----- Metin
Bell, İngilizler ‘in Irak`ı işgalinde ve yerel halkın onlarla birlik olmasında kilit rol oynadı.
1915`in Kasım ayında Gertrude Bell,
İngiliz İstihbaratına katıldı.
Ortadoğu bölümünde çalışmaya başlayan Bell için en büyük mutluluk nihayet uzun zamandır hayalini kurduğu Ortadoğu’ya geri dönecek olmasıydı.
Londra’dan kalkan gemiyle Kahire`ye geldi.
Teşkilatta artık “Queen of Desert (Çöl Kraliçesi)” olarak tanınıyordu.
Orada 1911 yılında Karakeş`te bir kaç gün bir araya geldiği genç bir arkeologla tanıştı.
T.E Lawrence adındaki genç arkeolog,
Daha sonraları Arabistanlı Lawrence olarak anılacak
Ve Ortadoğu’daki tüm dengelerini Osmanlı aleyhine bozacaktı.
Irak’ın işgalinde başroldeydi Bell,
Kahire`de bir ofiste tüm gün çalışıyordu.
Bölgeyi o kadar iyi tanıyordu ki,
Çizdiği haritalar,
Merkeze gönderdiği istihbarat bilgileri İngilizler Irak’ı işgal ederken kilit rol oynadı.
İşgal, Bell`in çizdiği haritalara ve su kuyularını tek tek gösterdiği planlara bakarak gerçekleştirildi.
İngilizler ‘in Basra`yı işgalinden sonra Bell,
Orada bir ofise yerleşti.
1917`de de Bağdat İngilizlerin eline düşünce,
İngiliz İstihbaratının Ortadoğu sorumlusu oldu.
Savaş sona erdiğinde,
Bell`in İngiltere için önemi daha da arttı.
Yeni Irak`ın sınırlarının çizilmesinde en büyük söz sahibi ol oldu.
Çoğu günler kendini odasına kapatıp,
Haritaların başında saatler geçiriyordu.
----------
----- Sağlanan bilgiler
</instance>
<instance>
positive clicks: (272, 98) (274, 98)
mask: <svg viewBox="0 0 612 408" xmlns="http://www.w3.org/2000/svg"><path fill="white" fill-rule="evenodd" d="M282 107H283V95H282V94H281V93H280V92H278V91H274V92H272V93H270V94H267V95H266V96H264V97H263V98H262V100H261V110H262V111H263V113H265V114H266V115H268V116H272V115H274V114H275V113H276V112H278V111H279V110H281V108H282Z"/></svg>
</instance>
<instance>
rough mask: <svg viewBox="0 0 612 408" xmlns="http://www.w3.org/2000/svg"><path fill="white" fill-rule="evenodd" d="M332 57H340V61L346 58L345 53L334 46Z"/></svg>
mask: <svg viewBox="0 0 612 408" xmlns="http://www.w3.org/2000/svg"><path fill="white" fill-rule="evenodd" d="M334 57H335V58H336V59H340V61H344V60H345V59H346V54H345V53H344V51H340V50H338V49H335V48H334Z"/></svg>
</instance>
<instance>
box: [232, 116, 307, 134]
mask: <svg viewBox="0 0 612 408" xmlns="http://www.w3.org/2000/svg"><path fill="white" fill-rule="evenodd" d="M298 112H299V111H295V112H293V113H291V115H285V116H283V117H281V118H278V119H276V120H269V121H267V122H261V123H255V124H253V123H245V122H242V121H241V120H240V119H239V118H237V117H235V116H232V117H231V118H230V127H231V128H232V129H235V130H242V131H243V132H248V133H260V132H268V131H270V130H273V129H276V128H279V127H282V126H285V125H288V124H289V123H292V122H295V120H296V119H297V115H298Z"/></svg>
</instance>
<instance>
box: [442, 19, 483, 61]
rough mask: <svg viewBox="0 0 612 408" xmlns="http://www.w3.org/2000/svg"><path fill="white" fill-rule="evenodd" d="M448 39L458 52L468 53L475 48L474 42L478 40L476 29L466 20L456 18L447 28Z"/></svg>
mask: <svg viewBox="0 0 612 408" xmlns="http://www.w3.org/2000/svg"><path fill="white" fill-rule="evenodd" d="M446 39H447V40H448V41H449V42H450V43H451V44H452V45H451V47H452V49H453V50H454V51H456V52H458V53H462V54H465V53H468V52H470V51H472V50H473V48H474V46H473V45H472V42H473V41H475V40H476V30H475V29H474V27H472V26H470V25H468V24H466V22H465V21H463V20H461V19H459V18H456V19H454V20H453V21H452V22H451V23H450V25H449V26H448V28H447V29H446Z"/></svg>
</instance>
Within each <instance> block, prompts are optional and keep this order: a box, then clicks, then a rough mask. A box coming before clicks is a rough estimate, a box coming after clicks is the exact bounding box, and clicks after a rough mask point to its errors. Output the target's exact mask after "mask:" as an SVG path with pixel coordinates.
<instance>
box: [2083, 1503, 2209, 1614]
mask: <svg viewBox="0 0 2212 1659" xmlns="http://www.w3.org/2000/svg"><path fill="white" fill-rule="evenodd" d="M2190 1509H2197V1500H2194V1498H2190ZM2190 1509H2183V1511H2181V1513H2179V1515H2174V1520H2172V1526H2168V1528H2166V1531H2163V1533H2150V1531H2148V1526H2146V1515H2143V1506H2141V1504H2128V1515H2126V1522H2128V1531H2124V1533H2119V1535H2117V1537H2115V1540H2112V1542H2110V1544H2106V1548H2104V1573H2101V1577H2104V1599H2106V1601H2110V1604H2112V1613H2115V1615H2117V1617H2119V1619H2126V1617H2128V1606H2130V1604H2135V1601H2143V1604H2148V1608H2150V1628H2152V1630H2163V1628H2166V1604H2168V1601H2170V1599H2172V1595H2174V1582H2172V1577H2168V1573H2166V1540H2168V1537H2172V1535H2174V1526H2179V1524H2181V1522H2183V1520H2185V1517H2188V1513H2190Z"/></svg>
----------
◆ **Problem tanımı**:
Gertrude Bell hakkındaki metni, son cümlesinin ardından kesintisiz sürdürün.

◆ **Yanıt alanı**:
1919`da Paris`te düzenlenen konferansta Bell`in ve birlikte çalıştığı Arabistanlı Lawrence`ın fikirleri dikkate alındı.
Yeni sınırları çizilmiş Irak’ın ileri gelenleri tarafından “El Hatun” olarak tanınıyordu.
Barıştan sonra tüm günü ülkenin ileri gelenlerini,
Şeyhleri dinlemek ve fikirlerini paylaşmaktı.
Irak`ın gölgedeki lideri o olmuştu.
Osmanlı himayesinde yüzlerce yıl yaşadıktan sonra,
İngiltere`nin himayesine giren Iraklıklar,
El Hatun`a kendi kendilerini yönetme zamanı geldiğim söyleyince,
Irak`a bir lider arayışına girildi.
First Leydi El Hatun Nasıl,
Irak`ı Osmanlılardan alan Bell olduysa,
Irak`a yönetici seçmek de onun işiydi.
Arabistanlı Lawrence’la bir araya gelerek en iyi seçimin,
1919`da Paris konferansında tanıştığı Emir Faysal olduğu kararına vardılar.
1921`deki Kahire Konferansı’nda Churchill’i de ikna ettiler.
Ve Faysal, 23 Ağustos 1921`de İngiltere’nin himayesinde,
Irak Kralı olarak taç giydi.
Sıcak bir Ağustos ayında yapılan törende baş konuk,
Paris’teki lüks bir butikten alınan beyaz bir kıyafet giymiş olan El Hatun`du. Bando, İngiliz marşı olan “Tanrı Kraliçeyi korusun” marşını çalışıyordu.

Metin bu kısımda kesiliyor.